What needs to be done → Extract each line of the entries below that contains the string "goose". Treat uppercase and lowercase as different when matching.

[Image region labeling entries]

===============

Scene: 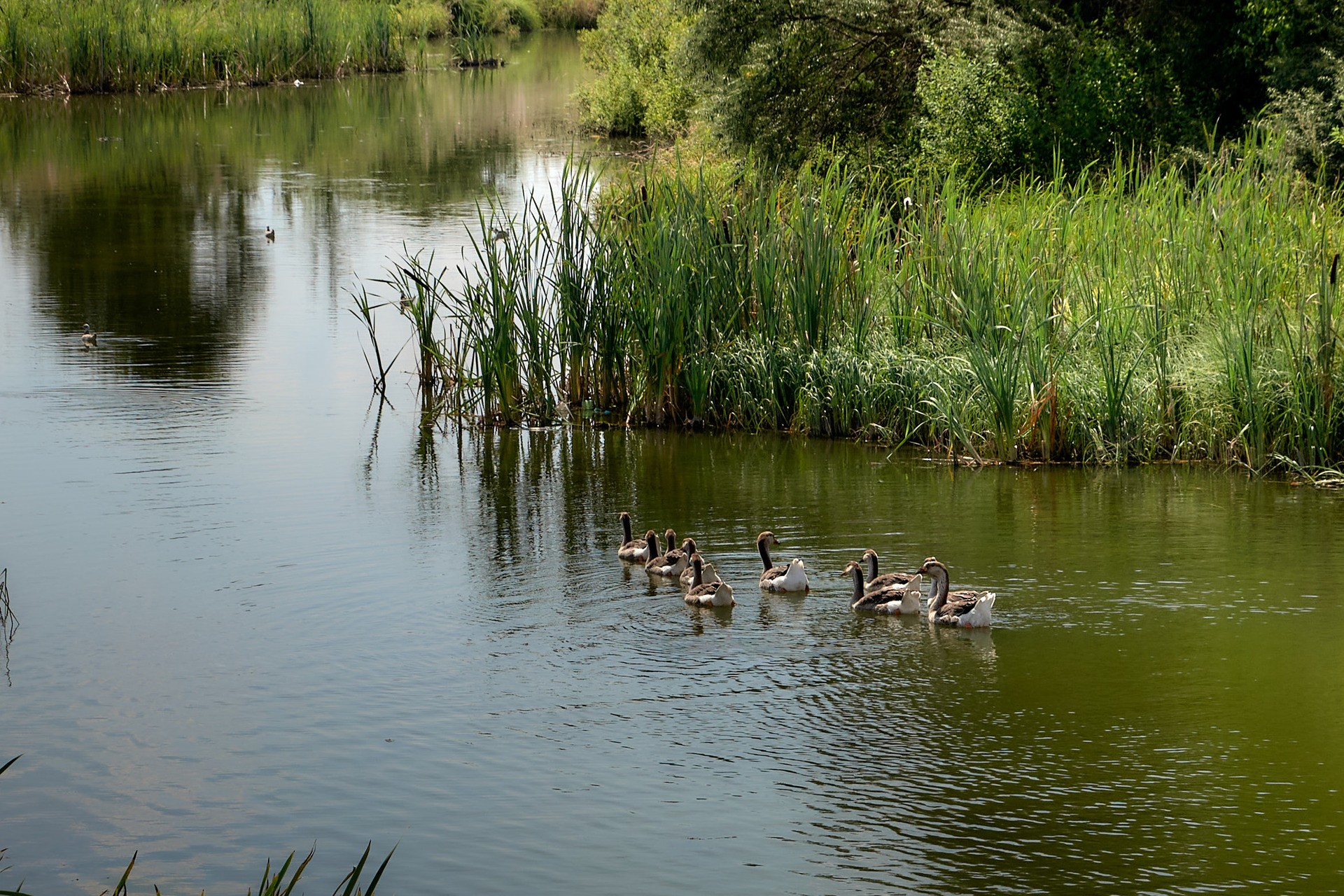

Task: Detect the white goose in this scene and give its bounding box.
[757,532,808,591]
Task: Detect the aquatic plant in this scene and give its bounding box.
[0,754,396,896]
[0,0,433,92]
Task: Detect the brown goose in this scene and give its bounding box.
[757,532,808,591]
[681,547,722,587]
[844,560,919,615]
[685,554,736,607]
[863,548,923,591]
[644,529,691,578]
[919,557,995,629]
[615,510,652,563]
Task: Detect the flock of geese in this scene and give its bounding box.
[615,512,995,629]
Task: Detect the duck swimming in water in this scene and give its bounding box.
[919,557,995,629]
[615,510,652,563]
[863,548,923,592]
[844,560,919,615]
[644,529,694,579]
[681,547,722,587]
[757,532,808,591]
[684,554,736,607]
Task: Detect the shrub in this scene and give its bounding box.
[580,0,695,136]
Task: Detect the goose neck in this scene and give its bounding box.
[927,563,948,612]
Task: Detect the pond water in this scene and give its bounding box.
[0,36,1344,895]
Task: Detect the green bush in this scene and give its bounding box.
[916,50,1033,177]
[580,0,695,136]
[1268,54,1344,183]
[536,0,603,28]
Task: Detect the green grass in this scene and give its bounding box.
[0,754,396,896]
[357,137,1344,470]
[0,0,450,92]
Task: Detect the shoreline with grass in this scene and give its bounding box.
[356,134,1344,475]
[0,0,596,94]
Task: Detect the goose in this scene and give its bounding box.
[919,557,995,629]
[844,560,919,615]
[685,554,736,607]
[615,510,653,563]
[757,532,808,591]
[863,548,923,591]
[644,529,691,578]
[681,547,722,586]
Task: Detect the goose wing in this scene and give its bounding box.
[685,582,723,605]
[863,573,918,591]
[938,591,986,620]
[849,586,906,610]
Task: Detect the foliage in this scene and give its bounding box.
[580,0,695,136]
[354,134,1344,470]
[645,0,1344,177]
[0,0,424,92]
[536,0,605,28]
[690,0,951,162]
[1270,54,1344,181]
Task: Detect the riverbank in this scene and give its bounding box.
[363,137,1344,470]
[0,0,596,92]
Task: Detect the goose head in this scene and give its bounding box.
[919,557,948,579]
[863,548,878,582]
[841,560,863,601]
[919,557,948,610]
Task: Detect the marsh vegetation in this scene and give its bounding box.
[360,137,1344,469]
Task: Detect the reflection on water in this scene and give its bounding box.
[0,31,1344,895]
[0,35,580,383]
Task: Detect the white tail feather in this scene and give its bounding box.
[960,591,995,629]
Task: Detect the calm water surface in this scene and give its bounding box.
[0,29,1344,895]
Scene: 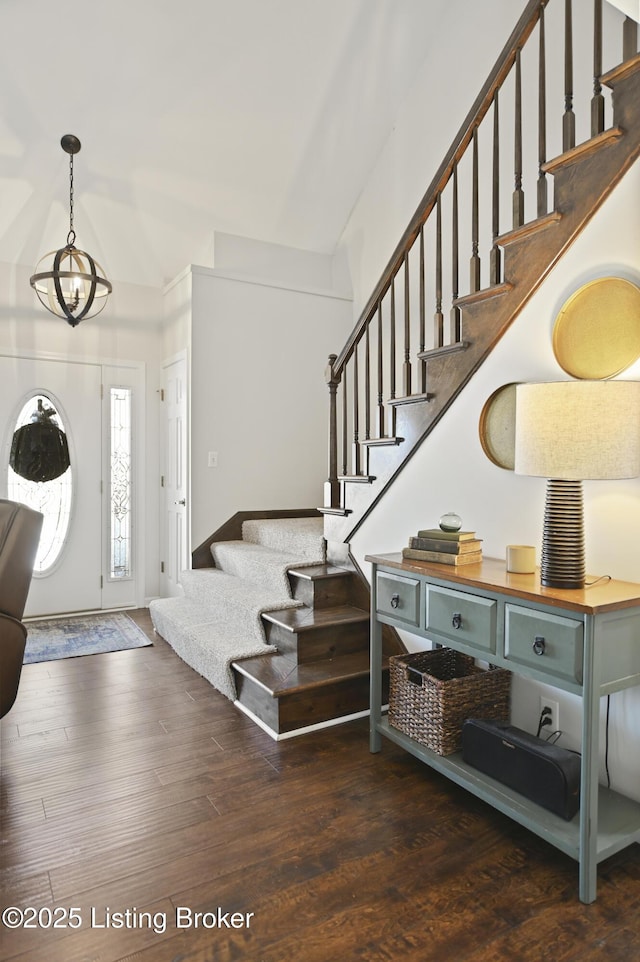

===============

Completed task →
Task: Detect the white goose in this scene and give its bounding box.
Task: Detect the brown goose in this scene and give its bounding box.
Task: Detect the goose neck in this scene and give its bounding box.
Task: Detect the goose in this scene and give its bounding box.
Task: Detect the goose wing in this scene and give its bounding box.
Task: Detect the goose head in this scene and give its bounding box.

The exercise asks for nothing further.